## Passage
□ □ □ □ □

I'd like to clarify a few things. I'm active on r.g.r.d (the major roguelike development usenet group, where most of the talk about roguelike development is) and although I didn't go to IRDC, I know a few things about it.
Firstly, just because a game misses a few factors, doesn't mean it is not a roguelike. The definition is based on an earlier one, which you can find at
http://www.roguetemple.com/roguelike-definition/.
And I quote: "Roguetemple presents you a small and comprehensive list of several factors for evaluating the roguelikeness of a game; those may help you get an idea of what a roguelike is."
The whole concept of high and low value factors only makes sense if you are only using some of them.
Secondly, I wouldn't call them a bunch of random people. Among those who went there was (as mentioned before) Jeff Lait of POWDER fame, Kornel Kisielewicz and Mario Donick of Lambda Rogue among others. In addition to this 2 crawl stone soup developers turned up and one member of the nethack devteam. This is definitely an important segment of the roguelike community. And once they had finished the conference they turned the definition over to the many members of rgrd(where there are developers of various *bands, ToME, some variants of nethack, ADOM (in the past) and multitudes of developers of small roguelikes) for critiquing.

□ □ □ □ □

## Records supplied
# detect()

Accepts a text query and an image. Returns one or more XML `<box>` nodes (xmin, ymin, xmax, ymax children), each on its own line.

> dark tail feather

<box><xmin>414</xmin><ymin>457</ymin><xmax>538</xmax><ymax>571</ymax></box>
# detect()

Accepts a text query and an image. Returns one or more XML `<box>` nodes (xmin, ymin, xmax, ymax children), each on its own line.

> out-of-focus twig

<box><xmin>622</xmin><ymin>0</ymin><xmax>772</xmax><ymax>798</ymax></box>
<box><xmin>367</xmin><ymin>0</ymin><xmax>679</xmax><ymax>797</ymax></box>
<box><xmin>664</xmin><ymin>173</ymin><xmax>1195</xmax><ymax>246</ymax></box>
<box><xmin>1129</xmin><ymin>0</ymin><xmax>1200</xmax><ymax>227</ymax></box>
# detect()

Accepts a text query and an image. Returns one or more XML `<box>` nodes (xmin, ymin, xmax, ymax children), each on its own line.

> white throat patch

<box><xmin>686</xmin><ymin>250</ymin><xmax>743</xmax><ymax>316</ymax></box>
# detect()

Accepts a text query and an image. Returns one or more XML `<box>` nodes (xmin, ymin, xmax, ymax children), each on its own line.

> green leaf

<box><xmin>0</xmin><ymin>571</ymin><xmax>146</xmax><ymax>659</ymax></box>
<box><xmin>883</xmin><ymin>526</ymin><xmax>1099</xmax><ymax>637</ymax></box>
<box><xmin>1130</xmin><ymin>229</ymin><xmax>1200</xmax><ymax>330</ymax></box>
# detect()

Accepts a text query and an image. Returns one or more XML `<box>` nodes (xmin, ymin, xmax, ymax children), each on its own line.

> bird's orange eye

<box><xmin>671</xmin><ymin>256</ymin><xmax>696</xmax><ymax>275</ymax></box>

□ □ □ □ □

## Problems
- 1) Answer from the post about the roguelike definition:
(a) What does the writer say r.g.r.d is?
(b) What game is Jeff Lait known for?
(c) How many Crawl Stone Soup developers turned up?
- 2) Render this sentence from the roguelike post in Spanish: "This is definitely an important segment of the roguelike community."
- 3) Carry on the post about the roguelike definition from its last sentence.
The entries have nothing to do with the post about the roguelike definition.

## Per-task answers
- 1)
(a) The major roguelike development usenet group, where most of the talk about roguelike development is.
(b) POWDER.
(c) Two.

- 2) Este es, sin duda, un segmento importante de la comunidad roguelike.

- 3)
Thirdly: why do people call DF an RTS? For one thing it isn't really real time. You can choose to advance frame by frame. It's just that if you want to you can run the frames as fast as they can go to speed it up. That doesn't sound like an RTS. An RTS is designed to run at real time speeds, constant speed and to make you act in real time. Once you remove that pressure you no longer have an RTS.
Just my 2 (Zimbabwean) cents worth.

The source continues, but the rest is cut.